▶ [Your tasks]
**a.** According to the biography of Carmen Rico Godoy, why was she born in Paris rather than in Spain? Answer in one to three sentences.
**b.** Continue the biography of Carmen Rico Godoy beyond its final sentence.

Carmen Rico Carabias known as Carmen Rico Godoy (30 August 1939 – 12 September 2001) was a Spanish writer, journalist and feminist.

Biography
Daughter of Josefina Carabias, who was also a journalist, and sister of the diplomatic María de las Mercedes Rico, she was born in Paris while her mother was exiled in the French capital since the Spanish Civil War. Her father, a socialist and republican, remained in prison in Francoist Spain until 1944, the year in which the family met in Madrid. Ten years later they were to live in the United States, where her mother was a correspondent for the daily information. At Georgetown University, she studied political science, graduating in 1958. At the beginning of the decade of 1960, installed in Paris, she started to publish in different newspapers. After passing by Argentina, she was established in Spain in 1971. Her journalistic activity focused on the new and successful weekly, Cambio 16, of which she was co-founder. She also published in other journals, film scripts and in the Sunday edition of El Pais. Her last novel, Fin de Fiesta, was a farewell to her readers. She was married to film producer Andrés Vicente Gómez. She died in Madrid on 12 September 2001.

Labeled-object pointing entries
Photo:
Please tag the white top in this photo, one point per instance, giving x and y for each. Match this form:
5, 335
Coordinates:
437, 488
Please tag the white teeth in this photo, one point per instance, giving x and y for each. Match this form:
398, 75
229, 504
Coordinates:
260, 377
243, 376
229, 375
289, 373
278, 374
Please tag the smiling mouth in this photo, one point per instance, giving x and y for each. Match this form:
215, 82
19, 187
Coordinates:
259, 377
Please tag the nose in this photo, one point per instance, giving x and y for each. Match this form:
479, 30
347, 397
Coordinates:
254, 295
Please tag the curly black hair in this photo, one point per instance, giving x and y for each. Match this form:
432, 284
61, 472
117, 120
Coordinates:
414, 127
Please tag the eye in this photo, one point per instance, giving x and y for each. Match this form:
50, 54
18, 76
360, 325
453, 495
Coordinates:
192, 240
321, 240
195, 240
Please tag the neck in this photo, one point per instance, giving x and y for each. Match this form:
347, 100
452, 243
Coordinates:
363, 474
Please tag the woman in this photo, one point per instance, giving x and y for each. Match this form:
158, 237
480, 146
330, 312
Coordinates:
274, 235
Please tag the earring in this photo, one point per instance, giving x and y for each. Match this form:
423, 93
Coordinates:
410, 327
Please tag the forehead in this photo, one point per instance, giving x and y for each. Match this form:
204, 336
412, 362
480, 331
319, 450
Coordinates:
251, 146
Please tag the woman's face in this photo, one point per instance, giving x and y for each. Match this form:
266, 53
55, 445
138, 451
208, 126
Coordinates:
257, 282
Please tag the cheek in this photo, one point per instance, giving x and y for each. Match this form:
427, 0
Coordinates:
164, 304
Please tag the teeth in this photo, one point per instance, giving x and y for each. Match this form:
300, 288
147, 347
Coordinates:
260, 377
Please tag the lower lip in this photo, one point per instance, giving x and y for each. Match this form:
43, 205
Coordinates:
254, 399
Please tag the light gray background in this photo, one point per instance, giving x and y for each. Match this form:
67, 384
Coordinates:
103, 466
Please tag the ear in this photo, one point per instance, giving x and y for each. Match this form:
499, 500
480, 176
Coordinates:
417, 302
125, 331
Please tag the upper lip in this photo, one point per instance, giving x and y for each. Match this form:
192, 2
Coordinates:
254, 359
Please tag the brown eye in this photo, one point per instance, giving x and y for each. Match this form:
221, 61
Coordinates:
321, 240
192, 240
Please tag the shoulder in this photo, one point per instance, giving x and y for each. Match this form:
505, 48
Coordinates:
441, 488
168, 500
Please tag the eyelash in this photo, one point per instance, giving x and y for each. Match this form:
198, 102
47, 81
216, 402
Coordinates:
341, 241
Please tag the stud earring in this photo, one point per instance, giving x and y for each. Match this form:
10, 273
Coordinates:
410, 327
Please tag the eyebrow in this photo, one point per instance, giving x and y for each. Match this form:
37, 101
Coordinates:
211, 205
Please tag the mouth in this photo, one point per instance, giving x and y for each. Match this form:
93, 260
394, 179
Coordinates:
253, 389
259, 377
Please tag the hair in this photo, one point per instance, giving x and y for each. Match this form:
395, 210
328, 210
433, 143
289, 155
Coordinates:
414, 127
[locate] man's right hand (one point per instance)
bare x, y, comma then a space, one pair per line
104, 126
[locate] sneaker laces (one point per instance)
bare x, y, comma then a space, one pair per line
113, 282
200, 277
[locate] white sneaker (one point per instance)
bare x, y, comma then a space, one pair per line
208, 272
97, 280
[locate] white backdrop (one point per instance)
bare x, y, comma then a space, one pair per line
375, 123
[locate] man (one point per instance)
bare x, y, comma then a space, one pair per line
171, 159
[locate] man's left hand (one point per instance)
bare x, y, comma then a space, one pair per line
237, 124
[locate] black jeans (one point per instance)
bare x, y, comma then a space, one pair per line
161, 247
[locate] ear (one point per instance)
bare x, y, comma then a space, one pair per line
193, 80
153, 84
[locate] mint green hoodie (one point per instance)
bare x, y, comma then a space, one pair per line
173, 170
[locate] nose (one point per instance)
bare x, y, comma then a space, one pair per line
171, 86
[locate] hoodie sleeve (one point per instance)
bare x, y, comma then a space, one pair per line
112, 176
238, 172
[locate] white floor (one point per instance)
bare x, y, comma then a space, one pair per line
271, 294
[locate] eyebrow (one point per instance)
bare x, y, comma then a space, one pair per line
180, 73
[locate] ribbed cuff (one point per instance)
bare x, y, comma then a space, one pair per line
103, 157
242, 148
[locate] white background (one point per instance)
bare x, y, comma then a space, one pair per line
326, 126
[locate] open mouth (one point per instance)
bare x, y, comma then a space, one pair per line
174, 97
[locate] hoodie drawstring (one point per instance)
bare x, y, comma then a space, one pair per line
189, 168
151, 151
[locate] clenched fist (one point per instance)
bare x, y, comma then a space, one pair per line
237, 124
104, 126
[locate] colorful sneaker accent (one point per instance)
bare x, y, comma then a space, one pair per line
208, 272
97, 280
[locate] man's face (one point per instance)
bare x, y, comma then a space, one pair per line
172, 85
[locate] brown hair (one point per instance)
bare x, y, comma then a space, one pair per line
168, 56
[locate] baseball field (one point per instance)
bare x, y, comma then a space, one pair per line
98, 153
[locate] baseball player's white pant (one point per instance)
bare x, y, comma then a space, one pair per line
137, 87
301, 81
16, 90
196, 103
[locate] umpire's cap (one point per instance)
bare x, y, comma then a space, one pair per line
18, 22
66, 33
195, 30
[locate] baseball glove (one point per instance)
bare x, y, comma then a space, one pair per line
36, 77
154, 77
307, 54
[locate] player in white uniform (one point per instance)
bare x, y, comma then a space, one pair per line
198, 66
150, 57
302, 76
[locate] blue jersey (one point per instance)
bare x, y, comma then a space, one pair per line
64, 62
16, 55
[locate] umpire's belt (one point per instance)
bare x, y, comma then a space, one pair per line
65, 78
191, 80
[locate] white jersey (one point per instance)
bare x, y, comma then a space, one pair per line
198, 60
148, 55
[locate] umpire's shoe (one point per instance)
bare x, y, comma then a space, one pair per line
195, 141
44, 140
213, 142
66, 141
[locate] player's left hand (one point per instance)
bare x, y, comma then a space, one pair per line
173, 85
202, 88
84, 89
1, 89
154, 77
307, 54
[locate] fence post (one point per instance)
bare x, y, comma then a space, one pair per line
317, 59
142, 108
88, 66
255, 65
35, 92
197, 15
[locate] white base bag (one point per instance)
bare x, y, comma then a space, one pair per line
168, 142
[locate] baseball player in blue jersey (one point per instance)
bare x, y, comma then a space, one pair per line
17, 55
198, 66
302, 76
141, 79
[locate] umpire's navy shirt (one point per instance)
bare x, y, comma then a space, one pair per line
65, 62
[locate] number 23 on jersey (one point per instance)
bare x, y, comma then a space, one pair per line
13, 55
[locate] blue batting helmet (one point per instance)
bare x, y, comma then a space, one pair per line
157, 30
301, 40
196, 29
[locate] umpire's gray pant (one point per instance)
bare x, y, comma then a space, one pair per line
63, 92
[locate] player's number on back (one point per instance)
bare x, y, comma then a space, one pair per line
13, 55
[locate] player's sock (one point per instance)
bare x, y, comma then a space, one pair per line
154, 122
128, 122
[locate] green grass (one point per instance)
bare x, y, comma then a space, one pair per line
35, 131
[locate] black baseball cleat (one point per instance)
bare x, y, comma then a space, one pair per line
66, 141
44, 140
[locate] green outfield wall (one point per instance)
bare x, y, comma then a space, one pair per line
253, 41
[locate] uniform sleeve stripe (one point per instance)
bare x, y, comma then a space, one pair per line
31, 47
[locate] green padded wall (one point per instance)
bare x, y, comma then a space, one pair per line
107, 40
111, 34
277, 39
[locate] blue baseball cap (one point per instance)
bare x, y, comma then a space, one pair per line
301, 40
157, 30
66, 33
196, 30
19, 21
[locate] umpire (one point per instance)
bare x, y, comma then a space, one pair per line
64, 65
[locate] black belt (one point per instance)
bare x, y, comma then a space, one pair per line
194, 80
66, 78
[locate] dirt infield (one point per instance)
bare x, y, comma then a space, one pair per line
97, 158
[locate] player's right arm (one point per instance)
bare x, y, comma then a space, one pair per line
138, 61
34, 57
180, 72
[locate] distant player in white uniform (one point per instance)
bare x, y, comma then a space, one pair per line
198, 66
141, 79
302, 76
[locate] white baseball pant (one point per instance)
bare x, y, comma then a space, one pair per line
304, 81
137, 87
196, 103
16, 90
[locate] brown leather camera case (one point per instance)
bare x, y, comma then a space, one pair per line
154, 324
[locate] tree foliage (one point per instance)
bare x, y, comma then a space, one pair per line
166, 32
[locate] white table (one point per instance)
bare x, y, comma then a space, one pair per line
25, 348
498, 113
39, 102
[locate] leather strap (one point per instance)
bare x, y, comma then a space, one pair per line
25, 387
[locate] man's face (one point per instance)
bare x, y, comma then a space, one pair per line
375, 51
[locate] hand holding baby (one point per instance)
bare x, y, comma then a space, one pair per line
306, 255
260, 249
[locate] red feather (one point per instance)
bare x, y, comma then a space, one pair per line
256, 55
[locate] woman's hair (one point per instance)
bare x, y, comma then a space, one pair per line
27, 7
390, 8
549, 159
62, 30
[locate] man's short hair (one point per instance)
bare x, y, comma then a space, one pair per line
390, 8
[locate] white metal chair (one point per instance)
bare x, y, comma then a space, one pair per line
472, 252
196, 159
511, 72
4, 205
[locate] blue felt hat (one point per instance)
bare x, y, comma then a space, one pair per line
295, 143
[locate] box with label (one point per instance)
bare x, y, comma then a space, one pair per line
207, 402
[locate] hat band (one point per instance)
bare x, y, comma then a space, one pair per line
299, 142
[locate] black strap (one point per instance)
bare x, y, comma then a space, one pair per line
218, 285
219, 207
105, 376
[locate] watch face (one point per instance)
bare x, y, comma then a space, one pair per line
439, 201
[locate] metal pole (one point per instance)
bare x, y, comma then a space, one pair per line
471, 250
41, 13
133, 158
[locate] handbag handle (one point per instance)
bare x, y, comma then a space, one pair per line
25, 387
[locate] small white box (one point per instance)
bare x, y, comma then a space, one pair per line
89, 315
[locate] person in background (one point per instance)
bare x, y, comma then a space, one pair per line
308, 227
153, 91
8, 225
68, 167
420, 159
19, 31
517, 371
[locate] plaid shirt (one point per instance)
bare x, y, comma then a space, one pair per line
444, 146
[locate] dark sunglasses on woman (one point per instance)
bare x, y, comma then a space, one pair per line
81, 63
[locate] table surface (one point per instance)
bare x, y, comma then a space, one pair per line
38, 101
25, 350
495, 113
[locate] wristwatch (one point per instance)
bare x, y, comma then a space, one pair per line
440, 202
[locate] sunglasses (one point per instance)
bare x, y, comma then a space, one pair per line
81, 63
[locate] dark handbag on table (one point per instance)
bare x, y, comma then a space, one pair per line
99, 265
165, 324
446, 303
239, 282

▶ [Answers to the problems]
**a.** She was born in Paris because her mother, the journalist Josefina Carabias, had been living in exile in the French capital since the Spanish Civil War.

**b.**
Works

Novels
 Cómo ser mujer y no morir en el intento. (1990)
 Cómo ser infeliz y disfrutarlo (1991)
 Cuernos de mujer (1992)
 La costilla asada de Adán (1996)
 Cortados, solos y con (mala) leche (1999)
 Fin de Fiesta (2001)
 Tirar a matar (2001, unfinished)

Essays
 La neurona iconoclasta.
 Bajo el ficus de La Moncloa.
 Tres mujeres.

Screenplays
 (1988) Miss Caribe, of Fernando Colomo
 (1991) Cómo ser mujer y no morir en el intento (adaptation of her novel of the same name), of Ana Belén
 (1994) Cómo ser infeliz y disfrutarlo (adaptation of her novel of the same name), of Enrique Urbizu.
 (2000) El paraíso ya no es lo que era, of Francesc Betriu

Awards
 1997 – Francisco Cerecedo Journalism Award of the Association of European journalists.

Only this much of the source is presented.